Selected extract ▸
"""

Aww congrats on the first egg, how exciting


----------



## Abigail Jad 123 (Mar 12, 2008)

Ya, i thought it was gonna be sooner, but she decided to wait, lol


----------



## Abigail Jad 123 (Mar 12, 2008)

I have pictures of the egg! Yay! The mark on it is how I'm going to tell the eggs apart (assuming that there's going to be more than one). I'm using different colored markers, with one dot on the egg, and one dot on the calender.


----------



## Sophia (Aug 11, 2007)

Congratulations on the first egg!  Good Luck!


----------



## xxxSpikexxx (Jul 30, 2007)

What a cute little egg


----------



## Bea (Jul 26, 2007)

Good luck!!  I hope you get some healthy babies from your pair.


----------



## Plukie (Aug 26, 2007)

Congratulations!!! There is going to be a lot of little flappy wings on here soon!!!


----------



## Bonny (Mar 19, 2008)

:clap:congratulations on your first egg i wish you the best of luck


----------



## Sophia (Aug 11, 2007)

Awwww! What a little tiny eggie!  Good Luck with it!


----------



## Abigail Jad 123 (Mar 12, 2008)

Thanks! I would have better pictures, but my cell phone is the only camera that I had.

Yesterday I didn't have time to post about it, but Ziggy really scared me. I had gone shopping for about an hour, and when I came back, I went to check on the on the egg, and it wasn't there! Well it looked that way at least. I searched through the shavings once just to see if I missed it, and didn't find it. I looked again, and finally found it, on the other side of the box, about 3/4 of an inch under! I started laughing, because it was funny how much I over reacted. Instead of something bad happening, it just proved to me that they're going to be great parents.


----------



## Abigail Jad 123 (Mar 12, 2008)

Izzy laid her second egg this morning! yay!


----------



## birdieness (Jul 28, 2007)

Congrats! Are they first time parents?


----------



## Abigail Jad 123 (Mar 12, 2008)

Not exactly. This is going to be their first time with babies, but not their first time with eggs. their previous owner always took away their eggs after a bit.


----------



## Laura (Jul 30, 2007)

Congrats on egg #2


----------



## Abigail Jad 123 (Mar 12, 2008)

"""

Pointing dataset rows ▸

"""

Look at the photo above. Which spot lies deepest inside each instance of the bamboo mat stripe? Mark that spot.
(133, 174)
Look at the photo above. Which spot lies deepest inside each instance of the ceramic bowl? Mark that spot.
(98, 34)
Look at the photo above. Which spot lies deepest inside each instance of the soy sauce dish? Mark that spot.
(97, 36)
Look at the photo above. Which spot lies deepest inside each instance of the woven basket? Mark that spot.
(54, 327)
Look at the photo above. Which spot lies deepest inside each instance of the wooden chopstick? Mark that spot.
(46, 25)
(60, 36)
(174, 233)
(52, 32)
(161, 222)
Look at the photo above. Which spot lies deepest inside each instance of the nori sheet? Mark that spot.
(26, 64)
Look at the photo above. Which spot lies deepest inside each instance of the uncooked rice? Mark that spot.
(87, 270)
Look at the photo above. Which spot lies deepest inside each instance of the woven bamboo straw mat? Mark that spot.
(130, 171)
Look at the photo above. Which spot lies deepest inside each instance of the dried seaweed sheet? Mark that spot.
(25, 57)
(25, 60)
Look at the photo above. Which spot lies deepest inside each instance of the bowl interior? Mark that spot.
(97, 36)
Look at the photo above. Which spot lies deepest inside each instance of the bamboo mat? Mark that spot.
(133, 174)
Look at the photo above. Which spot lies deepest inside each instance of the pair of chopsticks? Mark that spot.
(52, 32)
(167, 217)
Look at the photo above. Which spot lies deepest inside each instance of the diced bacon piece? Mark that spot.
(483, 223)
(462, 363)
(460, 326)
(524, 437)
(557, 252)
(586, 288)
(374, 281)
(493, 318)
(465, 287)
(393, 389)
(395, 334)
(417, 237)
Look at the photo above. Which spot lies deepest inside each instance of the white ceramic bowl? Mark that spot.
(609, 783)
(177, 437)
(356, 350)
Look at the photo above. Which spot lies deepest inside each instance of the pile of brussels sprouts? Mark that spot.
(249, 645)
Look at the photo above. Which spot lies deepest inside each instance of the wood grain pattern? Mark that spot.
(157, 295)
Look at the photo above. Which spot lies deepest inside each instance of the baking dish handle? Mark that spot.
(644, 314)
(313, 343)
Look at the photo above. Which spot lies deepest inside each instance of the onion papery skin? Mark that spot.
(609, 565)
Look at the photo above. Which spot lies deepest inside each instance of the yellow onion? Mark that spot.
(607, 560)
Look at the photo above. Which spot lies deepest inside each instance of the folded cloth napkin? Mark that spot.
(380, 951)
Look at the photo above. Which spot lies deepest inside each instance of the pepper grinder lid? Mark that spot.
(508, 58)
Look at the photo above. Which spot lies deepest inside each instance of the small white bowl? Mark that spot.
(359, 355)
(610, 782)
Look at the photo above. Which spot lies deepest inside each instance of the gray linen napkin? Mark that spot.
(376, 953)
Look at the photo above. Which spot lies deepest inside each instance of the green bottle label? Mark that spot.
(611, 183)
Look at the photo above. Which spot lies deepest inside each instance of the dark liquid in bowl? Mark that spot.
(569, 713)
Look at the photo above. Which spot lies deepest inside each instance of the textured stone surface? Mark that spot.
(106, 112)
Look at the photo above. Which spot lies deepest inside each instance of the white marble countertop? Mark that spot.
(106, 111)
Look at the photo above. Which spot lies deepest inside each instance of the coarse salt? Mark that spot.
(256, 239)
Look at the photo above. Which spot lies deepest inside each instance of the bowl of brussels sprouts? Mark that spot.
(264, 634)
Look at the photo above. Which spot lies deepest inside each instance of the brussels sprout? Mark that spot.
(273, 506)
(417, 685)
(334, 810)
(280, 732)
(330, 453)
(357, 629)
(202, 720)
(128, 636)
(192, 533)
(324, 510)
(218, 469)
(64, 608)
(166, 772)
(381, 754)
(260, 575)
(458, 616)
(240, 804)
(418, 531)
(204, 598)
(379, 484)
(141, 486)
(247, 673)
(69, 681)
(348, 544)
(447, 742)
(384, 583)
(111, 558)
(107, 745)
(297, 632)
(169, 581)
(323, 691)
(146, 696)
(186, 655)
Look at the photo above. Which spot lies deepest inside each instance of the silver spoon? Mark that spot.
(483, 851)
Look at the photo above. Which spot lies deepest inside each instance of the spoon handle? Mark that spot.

"""

Complete the following ▸
1. In the forum thread about the pair's eggs, why does Abigail Jad 123 put a colored dot on the egg and another on the calendar?
2. Continue the forum thread about the pair's eggs from the point where it stops.

Results ▸
1. The marks are meant to tell the eggs apart if more than one is laid. Each egg gets a dot in a different colored marker, with a matching dot on the calendar.

2.
Thanx! Hopefully they will hatch.


----------



## xxxSpikexxx (Jul 30, 2007)

2 eggs  I hope you get some cute little bubs


----------



## Abigail Jad 123 (Mar 12, 2008)

Yes, hopefully I will. This evening I found egg three, So I guess I've been a bit off on when she's been laying them.:blush:


----------



## Plukie (Aug 26, 2007)

Aww, hope all goes well.


----------



## Abigail Jad 123 (Mar 12, 2008)

Thanks, and yes, hopefully everything will go well.


----------



## Sophia (Aug 11, 2007)

Good Luck with them!


----------



## Laura (Jul 30, 2007)

Congrats on egg #3 hopefully you get some beautiful babies


----------



## Abigail Jad 123 (Mar 12, 2008)

Thanks everybody!

Yesterday evening, egg 4 was laid, and Izzy and Ziggy have been sitting on them almost all the time. I think that they will be great parent to the little bubs. I checked my calendar, and the week that the eggs are due to hatch, I'm going to be VERY busy, so hopefully every thing is going to go OK.


----------



## Bea (Jul 26, 2007)

Maybe tiels can tell when we're busy and choose to have eggs hatching at that time! :lol: Cookie's eggs will be coming right in the middle of my exams! 

Congrats on egg #4, i hope you get some beautiful babies!


----------



## Plukie (Aug 26, 2007)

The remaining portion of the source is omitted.